> _Goal_: Rewrite the listing as a numbered list with one line per entry, skipping blank lines and leaving the pictures out.

> _Exercise material_:
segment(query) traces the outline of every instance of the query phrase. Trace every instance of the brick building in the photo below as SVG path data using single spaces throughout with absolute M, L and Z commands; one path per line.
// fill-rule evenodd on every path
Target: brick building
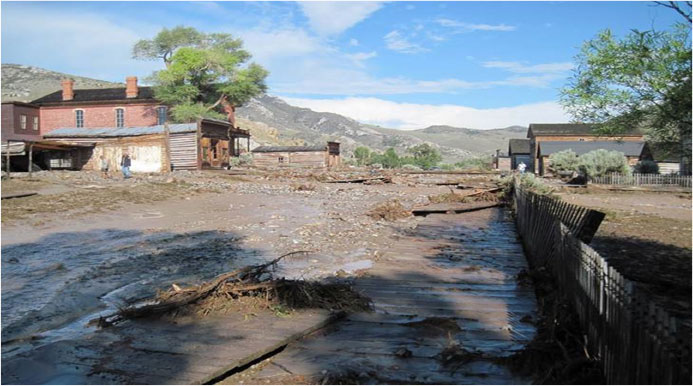
M 164 124 L 167 107 L 154 98 L 151 87 L 139 87 L 137 77 L 125 88 L 75 90 L 62 81 L 62 90 L 32 101 L 40 108 L 41 134 L 57 128 L 142 127 Z
M 101 154 L 117 158 L 124 150 L 148 159 L 142 165 L 135 162 L 133 171 L 218 168 L 228 166 L 229 157 L 250 143 L 249 132 L 234 127 L 233 107 L 226 105 L 227 121 L 204 119 L 167 129 L 167 106 L 134 76 L 126 78 L 125 87 L 74 89 L 71 79 L 61 86 L 31 103 L 2 104 L 3 146 L 25 142 L 17 155 L 29 153 L 20 162 L 27 169 L 34 151 L 45 153 L 33 157 L 39 167 L 93 169 Z M 115 158 L 109 162 L 117 165 Z M 15 164 L 11 162 L 12 168 Z

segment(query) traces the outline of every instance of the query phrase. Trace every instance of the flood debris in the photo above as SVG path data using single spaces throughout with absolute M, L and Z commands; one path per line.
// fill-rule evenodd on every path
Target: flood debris
M 347 282 L 311 282 L 275 279 L 272 270 L 284 258 L 310 251 L 294 251 L 270 262 L 227 272 L 198 286 L 181 288 L 172 284 L 149 301 L 122 307 L 118 312 L 90 321 L 109 327 L 128 319 L 199 315 L 263 307 L 279 316 L 294 308 L 322 308 L 335 312 L 372 309 L 369 298 Z M 247 314 L 246 314 L 247 315 Z
M 396 221 L 411 216 L 411 211 L 407 210 L 399 200 L 391 200 L 376 205 L 368 212 L 368 216 L 375 220 Z

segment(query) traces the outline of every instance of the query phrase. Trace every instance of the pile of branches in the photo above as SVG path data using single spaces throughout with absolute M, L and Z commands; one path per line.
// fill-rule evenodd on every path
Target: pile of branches
M 343 282 L 320 283 L 272 278 L 271 271 L 280 260 L 308 252 L 287 253 L 265 264 L 224 273 L 198 286 L 180 288 L 174 284 L 170 290 L 158 293 L 143 305 L 123 307 L 114 314 L 102 316 L 92 322 L 99 327 L 108 327 L 127 319 L 189 313 L 207 315 L 228 309 L 229 305 L 244 300 L 251 300 L 273 310 L 277 307 L 322 308 L 344 312 L 372 309 L 369 298 Z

> _Response to this exercise_:
1. segment(query) traces the outline of every instance of the query phrase. Trace every instance of the brick building in the photo below as SVG path data using single spaces throughout with absolute M, L and Z commands; one path per line.
2. // fill-rule evenodd on every path
3. Target: brick building
4. M 164 124 L 167 107 L 154 98 L 151 87 L 139 87 L 137 77 L 125 88 L 75 90 L 62 81 L 62 90 L 32 101 L 40 108 L 41 134 L 57 128 L 142 127 Z
5. M 101 154 L 117 158 L 124 150 L 148 159 L 142 165 L 135 162 L 133 171 L 218 168 L 228 166 L 229 157 L 250 143 L 249 132 L 234 127 L 233 107 L 226 105 L 227 121 L 204 119 L 167 129 L 167 106 L 134 76 L 126 78 L 125 87 L 74 89 L 71 79 L 61 86 L 31 103 L 2 104 L 3 146 L 25 142 L 17 155 L 29 153 L 20 162 L 27 169 L 34 151 L 45 153 L 33 157 L 39 167 L 93 169 Z M 115 158 L 109 162 L 117 165 Z M 15 164 L 11 162 L 12 168 Z
6. segment(query) traces the outline of every instance of the query phrase. Trace every instance of the flood debris in the photo above as SVG path data using single spaces throughout with absolute M, L and Z commands; one path per line.
7. // fill-rule evenodd on every path
8. Target: flood debris
9. M 347 282 L 311 282 L 275 279 L 272 270 L 284 258 L 310 251 L 294 251 L 270 262 L 227 272 L 198 286 L 181 288 L 172 284 L 149 301 L 122 307 L 118 312 L 90 321 L 109 327 L 128 319 L 199 315 L 263 307 L 279 316 L 294 308 L 322 308 L 335 312 L 372 309 L 369 298 Z M 247 314 L 246 314 L 247 315 Z
10. M 396 221 L 411 216 L 411 211 L 407 210 L 399 200 L 391 200 L 376 205 L 368 212 L 368 216 L 375 220 Z
11. segment(query) traces the outline of every instance of the query phrase. Trace every instance of the pile of branches in the photo above as SVG path data using single spaces throughout with absolute M, L and Z commands; one path per line.
12. // fill-rule evenodd on every path
13. Target: pile of branches
14. M 343 282 L 320 283 L 272 278 L 271 271 L 280 260 L 308 252 L 287 253 L 265 264 L 224 273 L 198 286 L 180 288 L 174 284 L 170 290 L 158 293 L 143 305 L 123 307 L 114 314 L 102 316 L 92 322 L 99 327 L 108 327 L 127 319 L 189 313 L 207 315 L 228 309 L 229 305 L 244 300 L 251 300 L 273 310 L 277 307 L 322 308 L 344 312 L 372 309 L 369 298 Z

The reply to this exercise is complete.